━━━ SOURCE PASSAGE ━━━

Static symmetry
The Life transition rule, like that of any isotropic cellular automaton, is invariant under reflections and rotations. That is, the change in state of a cell remains the same if its neighbourhood is rotated or reflected. This implies there are symmetries which if present in a pattern are present in all its successors. Note that the converse is not true: a pattern need not have the full symmetry of one of its successor states.
Rotational symmetries
Rotational symmetries include the following (note that "C" refers to the cyclic groups):
C1
C1: Symmetric under 360° rotation. This is essentially no symmetry at all.
 C1 symmetry |
C2
C2: Symmetric under 180° rotation. There are three possibilities:
- C2_1: Rotation around the center of a cell. The bounding rectangle of a C2_1 pattern is odd by odd.
- C2_2: Rotation around the midpoint of a side of a cell. The bounding rectangle is even by odd.
- C2_4: Rotation around a corner of a cell. The bounding rectangle is even by even.

━━━

* **CHALLENGE 1**: In the records, from the line containing "Objective — one point on each instance of the sunglasses" through the end of the records, swap "stroller" for "pram" and leave everything else unchanged. Give back only those lines.

━━━ RECORDS FOR THE TASK ━━━

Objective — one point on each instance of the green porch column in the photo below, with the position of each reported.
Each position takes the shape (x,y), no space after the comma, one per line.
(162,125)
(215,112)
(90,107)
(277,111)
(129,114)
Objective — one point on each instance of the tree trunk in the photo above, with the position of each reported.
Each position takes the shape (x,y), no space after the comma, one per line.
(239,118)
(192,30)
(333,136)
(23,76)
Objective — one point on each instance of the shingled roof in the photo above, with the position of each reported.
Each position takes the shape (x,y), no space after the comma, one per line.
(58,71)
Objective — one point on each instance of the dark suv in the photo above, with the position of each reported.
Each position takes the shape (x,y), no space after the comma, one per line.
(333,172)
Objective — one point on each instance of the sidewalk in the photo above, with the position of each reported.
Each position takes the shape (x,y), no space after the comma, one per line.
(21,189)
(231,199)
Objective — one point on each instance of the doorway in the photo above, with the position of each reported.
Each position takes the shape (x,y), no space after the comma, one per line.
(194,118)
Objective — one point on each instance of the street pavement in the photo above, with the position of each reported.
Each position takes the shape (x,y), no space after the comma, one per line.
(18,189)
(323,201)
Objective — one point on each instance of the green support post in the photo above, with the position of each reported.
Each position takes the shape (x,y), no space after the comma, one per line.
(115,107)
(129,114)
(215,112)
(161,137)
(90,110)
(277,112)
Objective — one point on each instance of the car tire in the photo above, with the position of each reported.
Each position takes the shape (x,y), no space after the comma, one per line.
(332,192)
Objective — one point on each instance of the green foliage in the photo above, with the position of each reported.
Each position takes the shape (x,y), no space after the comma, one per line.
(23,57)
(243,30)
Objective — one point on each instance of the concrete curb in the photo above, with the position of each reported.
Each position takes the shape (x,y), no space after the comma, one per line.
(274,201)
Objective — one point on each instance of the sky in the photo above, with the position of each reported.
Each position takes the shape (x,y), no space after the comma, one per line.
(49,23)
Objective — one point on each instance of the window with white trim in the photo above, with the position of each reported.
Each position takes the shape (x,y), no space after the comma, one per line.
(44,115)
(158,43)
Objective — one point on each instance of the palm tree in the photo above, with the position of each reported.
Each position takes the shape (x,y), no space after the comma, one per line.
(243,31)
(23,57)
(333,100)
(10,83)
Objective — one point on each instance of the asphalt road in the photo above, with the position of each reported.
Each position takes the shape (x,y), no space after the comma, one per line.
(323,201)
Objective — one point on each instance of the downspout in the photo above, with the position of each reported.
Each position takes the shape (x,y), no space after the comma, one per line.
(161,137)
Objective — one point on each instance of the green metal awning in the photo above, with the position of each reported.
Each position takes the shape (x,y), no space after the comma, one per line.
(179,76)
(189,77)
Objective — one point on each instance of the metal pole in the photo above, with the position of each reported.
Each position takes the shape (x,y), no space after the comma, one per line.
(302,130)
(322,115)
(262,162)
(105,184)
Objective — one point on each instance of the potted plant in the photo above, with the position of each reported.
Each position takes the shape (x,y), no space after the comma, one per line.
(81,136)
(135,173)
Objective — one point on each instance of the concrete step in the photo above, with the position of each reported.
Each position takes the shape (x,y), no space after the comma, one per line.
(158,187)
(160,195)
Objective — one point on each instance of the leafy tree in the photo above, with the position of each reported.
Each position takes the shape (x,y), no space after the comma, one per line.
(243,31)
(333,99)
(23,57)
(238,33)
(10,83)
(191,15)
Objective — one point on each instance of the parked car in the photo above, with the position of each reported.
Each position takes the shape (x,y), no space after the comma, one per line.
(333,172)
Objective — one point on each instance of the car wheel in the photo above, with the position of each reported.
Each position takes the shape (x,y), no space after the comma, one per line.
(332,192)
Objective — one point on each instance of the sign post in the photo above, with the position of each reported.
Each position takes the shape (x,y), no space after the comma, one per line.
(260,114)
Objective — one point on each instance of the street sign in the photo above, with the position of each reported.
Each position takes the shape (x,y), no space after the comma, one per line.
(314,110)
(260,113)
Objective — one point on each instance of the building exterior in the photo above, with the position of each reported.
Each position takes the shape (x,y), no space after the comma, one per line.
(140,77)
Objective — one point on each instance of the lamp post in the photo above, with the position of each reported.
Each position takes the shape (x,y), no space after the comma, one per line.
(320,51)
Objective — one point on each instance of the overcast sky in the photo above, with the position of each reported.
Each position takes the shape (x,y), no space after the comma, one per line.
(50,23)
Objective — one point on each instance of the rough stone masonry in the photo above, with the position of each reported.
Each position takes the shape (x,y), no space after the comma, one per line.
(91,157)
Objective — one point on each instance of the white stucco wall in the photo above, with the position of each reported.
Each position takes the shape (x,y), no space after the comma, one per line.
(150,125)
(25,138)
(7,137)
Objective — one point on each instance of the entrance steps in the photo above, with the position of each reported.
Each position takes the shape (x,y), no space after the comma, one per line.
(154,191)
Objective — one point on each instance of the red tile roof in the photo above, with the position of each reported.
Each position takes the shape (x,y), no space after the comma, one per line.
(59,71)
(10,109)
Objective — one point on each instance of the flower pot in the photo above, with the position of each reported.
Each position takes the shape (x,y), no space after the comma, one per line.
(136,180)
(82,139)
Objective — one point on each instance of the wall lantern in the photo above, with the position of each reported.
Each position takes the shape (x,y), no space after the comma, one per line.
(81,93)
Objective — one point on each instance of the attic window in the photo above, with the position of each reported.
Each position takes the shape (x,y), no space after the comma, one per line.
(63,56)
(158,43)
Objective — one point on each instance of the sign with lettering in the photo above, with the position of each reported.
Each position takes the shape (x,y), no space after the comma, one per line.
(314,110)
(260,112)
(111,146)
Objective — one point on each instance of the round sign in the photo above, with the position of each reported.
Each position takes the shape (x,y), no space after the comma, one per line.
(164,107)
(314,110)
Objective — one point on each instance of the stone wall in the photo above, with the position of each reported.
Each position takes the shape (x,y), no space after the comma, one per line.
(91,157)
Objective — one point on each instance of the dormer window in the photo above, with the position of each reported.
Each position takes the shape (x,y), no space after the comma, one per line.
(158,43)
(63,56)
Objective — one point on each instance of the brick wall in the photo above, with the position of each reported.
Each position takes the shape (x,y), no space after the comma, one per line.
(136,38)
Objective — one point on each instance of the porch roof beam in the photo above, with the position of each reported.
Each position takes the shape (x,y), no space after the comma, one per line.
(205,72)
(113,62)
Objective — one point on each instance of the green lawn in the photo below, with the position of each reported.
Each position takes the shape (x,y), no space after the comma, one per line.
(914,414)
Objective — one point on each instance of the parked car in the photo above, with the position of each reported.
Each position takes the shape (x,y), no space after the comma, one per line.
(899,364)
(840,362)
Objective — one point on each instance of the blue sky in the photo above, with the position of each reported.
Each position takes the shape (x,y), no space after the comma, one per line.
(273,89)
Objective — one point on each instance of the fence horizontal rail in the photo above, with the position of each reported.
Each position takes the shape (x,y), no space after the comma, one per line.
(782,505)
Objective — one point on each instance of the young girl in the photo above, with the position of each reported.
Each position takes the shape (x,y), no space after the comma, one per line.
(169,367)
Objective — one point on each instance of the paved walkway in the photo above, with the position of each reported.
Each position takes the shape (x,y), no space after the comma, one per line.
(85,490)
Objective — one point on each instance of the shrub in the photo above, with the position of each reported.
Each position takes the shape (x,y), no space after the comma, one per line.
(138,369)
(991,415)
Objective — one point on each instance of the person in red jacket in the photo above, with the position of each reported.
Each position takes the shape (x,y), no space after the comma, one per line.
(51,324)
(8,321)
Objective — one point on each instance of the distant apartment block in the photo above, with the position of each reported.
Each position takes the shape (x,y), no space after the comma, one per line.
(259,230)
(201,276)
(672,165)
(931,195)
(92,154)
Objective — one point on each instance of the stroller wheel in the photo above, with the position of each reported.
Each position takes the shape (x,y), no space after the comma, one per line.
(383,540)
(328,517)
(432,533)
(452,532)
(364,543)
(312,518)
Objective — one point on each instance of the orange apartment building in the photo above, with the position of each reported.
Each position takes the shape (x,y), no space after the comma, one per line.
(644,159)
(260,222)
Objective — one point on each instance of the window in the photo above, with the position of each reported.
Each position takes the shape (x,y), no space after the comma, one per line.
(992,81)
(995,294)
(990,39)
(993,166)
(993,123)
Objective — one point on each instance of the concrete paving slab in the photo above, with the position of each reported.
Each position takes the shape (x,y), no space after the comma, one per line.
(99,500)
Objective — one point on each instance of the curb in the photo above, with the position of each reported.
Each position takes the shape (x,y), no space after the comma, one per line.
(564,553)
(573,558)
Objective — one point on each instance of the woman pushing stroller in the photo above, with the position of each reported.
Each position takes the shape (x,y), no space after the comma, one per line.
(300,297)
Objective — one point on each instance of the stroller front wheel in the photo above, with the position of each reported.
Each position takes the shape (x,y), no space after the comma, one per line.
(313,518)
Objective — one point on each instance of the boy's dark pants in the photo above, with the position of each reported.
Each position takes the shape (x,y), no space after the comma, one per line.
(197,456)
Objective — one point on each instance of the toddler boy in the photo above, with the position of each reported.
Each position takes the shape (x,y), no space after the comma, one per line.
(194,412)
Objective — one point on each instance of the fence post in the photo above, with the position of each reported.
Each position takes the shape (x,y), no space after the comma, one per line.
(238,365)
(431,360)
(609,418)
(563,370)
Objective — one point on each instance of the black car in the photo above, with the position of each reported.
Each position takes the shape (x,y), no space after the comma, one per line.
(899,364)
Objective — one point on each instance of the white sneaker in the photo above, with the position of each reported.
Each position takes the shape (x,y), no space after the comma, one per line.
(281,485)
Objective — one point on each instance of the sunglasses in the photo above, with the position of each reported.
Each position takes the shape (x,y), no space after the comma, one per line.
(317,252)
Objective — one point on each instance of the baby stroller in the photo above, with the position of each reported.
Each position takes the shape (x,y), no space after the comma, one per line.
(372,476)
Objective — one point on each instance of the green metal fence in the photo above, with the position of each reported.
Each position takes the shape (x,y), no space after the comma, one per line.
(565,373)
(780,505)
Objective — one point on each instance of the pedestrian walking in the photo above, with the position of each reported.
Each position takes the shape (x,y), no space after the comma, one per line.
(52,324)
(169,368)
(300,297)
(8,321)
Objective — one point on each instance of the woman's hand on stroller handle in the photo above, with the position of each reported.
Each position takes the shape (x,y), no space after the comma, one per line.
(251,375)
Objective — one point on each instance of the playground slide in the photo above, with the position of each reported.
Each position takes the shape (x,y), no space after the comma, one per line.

━━━

* **CHALLENGE 2**: Summarize the passage on static symmetry in two sentences.

* **ANSWER 1**:
Objective — one point on each instance of the sunglasses in the photo above, with the position of each reported.
Each position takes the shape (x,y), no space after the comma, one per line.
(317,252)
Objective — one point on each instance of the baby pram in the photo above, with the position of each reported.
Each position takes the shape (x,y), no space after the comma, one per line.
(372,476)
Objective — one point on each instance of the green metal fence in the photo above, with the position of each reported.
Each position takes the shape (x,y), no space after the comma, one per line.
(565,373)
(780,505)
Objective — one point on each instance of the pedestrian walking in the photo above, with the position of each reported.
Each position takes the shape (x,y), no space after the comma, one per line.
(52,324)
(169,368)
(300,297)
(8,321)
Objective — one point on each instance of the woman's hand on pram handle in the photo above, with the position of each reported.
Each position takes the shape (x,y), no space after the comma, one per line.
(251,375)
Objective — one point on each instance of the playground slide in the photo above, with the position of each reported.
Each position takes the shape (x,y), no space after the comma, one per line.

* **ANSWER 2**: Because the Life rule is invariant under reflections and rotations, a symmetry present in a pattern is present in all its successors, though a pattern need not have a successor's full symmetry. Its rotational symmetries include C1, which is essentially no symmetry, and C2, a 180° rotation around a cell's center, a side's midpoint, or a corner, giving odd-by-odd, even-by-odd, or even-by-even bounding rectangles.